■ Exercise prompt: I would like you to transcribe all of the data exactly.

■ Natural language region descriptions:
=== Begin Enclosure ===
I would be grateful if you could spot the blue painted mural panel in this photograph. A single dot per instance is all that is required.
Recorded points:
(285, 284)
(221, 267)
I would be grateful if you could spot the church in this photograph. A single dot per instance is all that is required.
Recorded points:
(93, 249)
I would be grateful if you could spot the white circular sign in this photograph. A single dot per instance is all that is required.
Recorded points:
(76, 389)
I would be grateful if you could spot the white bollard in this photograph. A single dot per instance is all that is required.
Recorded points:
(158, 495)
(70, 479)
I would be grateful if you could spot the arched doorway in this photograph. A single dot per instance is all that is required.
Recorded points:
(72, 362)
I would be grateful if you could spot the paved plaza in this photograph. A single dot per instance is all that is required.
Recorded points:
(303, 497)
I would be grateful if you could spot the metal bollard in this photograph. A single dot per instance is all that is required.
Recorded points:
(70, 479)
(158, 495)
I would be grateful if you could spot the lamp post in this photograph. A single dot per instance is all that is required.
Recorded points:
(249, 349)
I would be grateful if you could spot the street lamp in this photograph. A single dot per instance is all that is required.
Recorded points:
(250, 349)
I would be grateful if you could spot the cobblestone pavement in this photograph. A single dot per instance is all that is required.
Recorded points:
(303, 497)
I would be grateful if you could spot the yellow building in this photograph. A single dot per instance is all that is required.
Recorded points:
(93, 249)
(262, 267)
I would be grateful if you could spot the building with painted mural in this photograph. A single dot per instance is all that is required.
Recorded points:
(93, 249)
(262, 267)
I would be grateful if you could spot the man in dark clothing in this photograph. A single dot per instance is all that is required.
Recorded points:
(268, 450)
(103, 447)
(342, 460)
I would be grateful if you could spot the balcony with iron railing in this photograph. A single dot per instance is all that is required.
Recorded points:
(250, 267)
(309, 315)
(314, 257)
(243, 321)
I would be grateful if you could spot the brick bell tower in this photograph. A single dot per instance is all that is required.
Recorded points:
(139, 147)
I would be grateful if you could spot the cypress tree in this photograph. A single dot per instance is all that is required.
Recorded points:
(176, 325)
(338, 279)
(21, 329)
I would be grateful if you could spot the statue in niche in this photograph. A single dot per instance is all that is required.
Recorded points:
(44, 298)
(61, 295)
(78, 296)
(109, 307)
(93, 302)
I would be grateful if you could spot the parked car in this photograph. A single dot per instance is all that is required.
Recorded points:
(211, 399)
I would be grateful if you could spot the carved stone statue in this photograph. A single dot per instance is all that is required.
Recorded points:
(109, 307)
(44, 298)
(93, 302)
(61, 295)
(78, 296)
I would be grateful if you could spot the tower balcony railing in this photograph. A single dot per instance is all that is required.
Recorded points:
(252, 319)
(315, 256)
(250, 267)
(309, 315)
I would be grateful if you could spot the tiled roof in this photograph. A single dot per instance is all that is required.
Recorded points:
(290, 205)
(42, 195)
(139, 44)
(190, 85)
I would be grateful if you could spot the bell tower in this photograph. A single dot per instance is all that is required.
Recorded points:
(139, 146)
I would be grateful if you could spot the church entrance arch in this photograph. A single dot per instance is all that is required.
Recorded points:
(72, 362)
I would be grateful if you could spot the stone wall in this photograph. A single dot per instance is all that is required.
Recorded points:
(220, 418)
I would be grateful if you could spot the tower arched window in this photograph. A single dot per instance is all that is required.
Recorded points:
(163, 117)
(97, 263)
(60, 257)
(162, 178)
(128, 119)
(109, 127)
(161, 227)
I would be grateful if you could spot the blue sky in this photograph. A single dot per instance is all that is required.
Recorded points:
=== End Enclosure ===
■ Output:
I would be grateful if you could spot the blue painted mural panel in this photograph. A single dot per instance is all that is required.
Recorded points:
(285, 284)
(221, 267)
I would be grateful if you could spot the church in this photograph. A single dot per instance is all that is required.
Recorded points:
(93, 249)
I would be grateful if you could spot the white circular sign in this photograph. A single dot per instance is all that is required.
Recorded points:
(76, 389)
I would be grateful if you could spot the white bollard in this photograph. A single dot per instance is all that is required.
Recorded points:
(158, 495)
(70, 479)
I would be grateful if you could spot the arched doorway in this photograph. A single dot per instance is all that is required.
Recorded points:
(72, 362)
I would be grateful if you could spot the paved plaza in this photograph. A single dot per instance is all that is required.
Recorded points:
(303, 497)
I would be grateful if you could spot the metal bollard in this photograph. A single dot per instance is all that is required.
Recorded points:
(70, 479)
(158, 495)
I would be grateful if you could spot the lamp post in this photograph. A single dot per instance is all that is required.
Recorded points:
(249, 349)
I would be grateful if you could spot the street lamp in this photograph. A single dot per instance is all that is required.
Recorded points:
(250, 349)
I would be grateful if you could spot the cobblestone pavement in this photograph. A single dot per instance is all that is required.
Recorded points:
(303, 497)
I would be grateful if you could spot the yellow building in this photograph. A single dot per instance is all that is required.
Recorded points:
(93, 249)
(262, 267)
I would be grateful if you could spot the building with painted mural in this photograph. A single dot per instance is all that is required.
Recorded points:
(93, 249)
(262, 267)
I would be grateful if you could spot the man in dark clothing in this photograph. A single dot per instance is all that is required.
Recorded points:
(268, 450)
(103, 447)
(342, 460)
I would be grateful if you could spot the balcony with iron railing in this photograph. A single dot per instance is all that is required.
Recorded points:
(250, 267)
(309, 315)
(314, 257)
(243, 321)
I would be grateful if you could spot the brick bell tower in this photograph. A single dot per instance is all that is required.
Recorded points:
(139, 147)
I would be grateful if you could spot the cypress tree in this photograph. A single dot per instance is all that is required.
Recorded points:
(176, 325)
(338, 279)
(21, 329)
I would be grateful if you could spot the statue in niche in this photograph. A single dot per instance is all that is required.
Recorded points:
(44, 298)
(61, 295)
(78, 296)
(109, 307)
(93, 302)
I would be grateful if you could spot the parked car in this photograph. A single dot per instance is all that is required.
Recorded points:
(211, 399)
I would be grateful if you could spot the carved stone statue in this photograph. A single dot per instance is all that is required.
Recorded points:
(109, 307)
(44, 298)
(93, 302)
(61, 295)
(78, 296)
I would be grateful if you could spot the tower balcony railing in this photograph. A single dot per instance is all that is required.
Recorded points:
(252, 319)
(315, 256)
(250, 267)
(309, 315)
I would be grateful if you could spot the tiled roof in this photograph. A single dot per instance is all that is required.
Recorded points:
(290, 205)
(42, 195)
(139, 44)
(190, 85)
I would be grateful if you could spot the bell tower in this photograph. A single dot per instance is all that is required.
Recorded points:
(139, 146)
I would be grateful if you could spot the church entrance arch in this photograph. A single dot per instance is all that is required.
Recorded points:
(72, 362)
I would be grateful if you could spot the stone wall in this photograph. A single dot per instance is all that is required.
Recorded points:
(220, 418)
I would be grateful if you could spot the tower arched window in this photograph. A single dot per instance is all that is required.
Recorded points:
(163, 117)
(97, 263)
(60, 257)
(162, 178)
(128, 119)
(109, 127)
(161, 227)
I would be grateful if you could spot the blue sky in this photograph. A single dot per instance is all that is required.
Recorded points:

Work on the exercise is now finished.